◆ What you will do ◆
Reproduce every entry below verbatim, with the pictures omitted from your answer.

◆ Available data ◆
◇ ◇ ◇ ◇ ◇

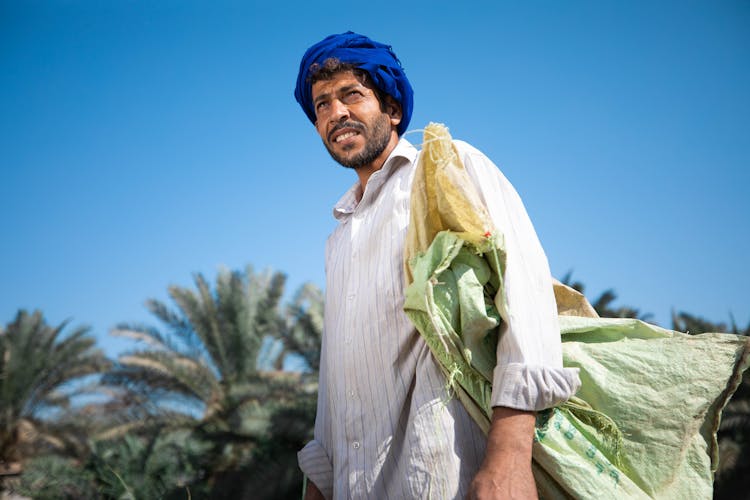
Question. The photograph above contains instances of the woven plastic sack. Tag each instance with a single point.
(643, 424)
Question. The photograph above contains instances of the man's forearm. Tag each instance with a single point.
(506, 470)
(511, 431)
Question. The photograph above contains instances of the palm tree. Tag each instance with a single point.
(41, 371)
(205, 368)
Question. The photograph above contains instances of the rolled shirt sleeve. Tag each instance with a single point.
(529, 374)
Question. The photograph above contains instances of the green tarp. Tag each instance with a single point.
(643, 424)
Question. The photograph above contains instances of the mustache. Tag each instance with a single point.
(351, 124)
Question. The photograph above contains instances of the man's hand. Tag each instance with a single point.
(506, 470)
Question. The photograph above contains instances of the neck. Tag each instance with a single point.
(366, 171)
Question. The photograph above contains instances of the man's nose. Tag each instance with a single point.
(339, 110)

◇ ◇ ◇ ◇ ◇

◆ Task output ◆
Question. The photograph above contains instances of the woven plastic sack. Tag each instance with a single point.
(643, 424)
Question. The photograph above contains instances of the man's forearm. Tag each instance with a single point.
(506, 470)
(511, 431)
Question. The photograph above contains instances of the palm tree. Tag each instance with a single point.
(41, 371)
(205, 368)
Question. The photograph above contains instances of the rolled shirt sleeve. Tag each instance with a single point.
(529, 374)
Question. The photograph above contains instances of the green tarp. Tag each instance with a single point.
(643, 424)
Question. The photograph above contains instances of the mustache. Tag each instance with a single point.
(351, 124)
Question. The photograph above contains instances of the man's hand. Tag each instance with a single point.
(506, 470)
Question. The photograph above contains instances of the neck. Tag each instance with a single point.
(366, 171)
Question. The photograph above contains instances of the man's nose. Tag each instance with a single point.
(339, 110)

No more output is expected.